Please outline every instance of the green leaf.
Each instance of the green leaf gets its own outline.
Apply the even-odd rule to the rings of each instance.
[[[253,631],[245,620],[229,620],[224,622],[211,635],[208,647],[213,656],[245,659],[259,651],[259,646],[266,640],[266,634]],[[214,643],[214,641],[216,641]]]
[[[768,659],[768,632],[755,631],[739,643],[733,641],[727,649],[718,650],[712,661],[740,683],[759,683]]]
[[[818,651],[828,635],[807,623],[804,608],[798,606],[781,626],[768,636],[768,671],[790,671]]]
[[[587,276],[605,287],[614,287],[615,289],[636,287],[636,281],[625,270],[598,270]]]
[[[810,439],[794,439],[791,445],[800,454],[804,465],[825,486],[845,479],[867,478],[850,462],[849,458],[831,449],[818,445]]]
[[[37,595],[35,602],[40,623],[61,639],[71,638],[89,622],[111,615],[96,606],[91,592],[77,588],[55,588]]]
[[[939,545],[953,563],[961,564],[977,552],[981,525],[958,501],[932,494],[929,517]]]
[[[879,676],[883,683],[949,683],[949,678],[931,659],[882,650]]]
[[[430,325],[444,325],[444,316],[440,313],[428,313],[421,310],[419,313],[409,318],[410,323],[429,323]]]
+++
### Instruction
Find each line of the listing that contains the string "instance" and copy those lines.

### Response
Please outline every instance of the green leaf.
Each instance of the green leaf gets its own outline.
Apply the even-odd rule to the rings of each instance.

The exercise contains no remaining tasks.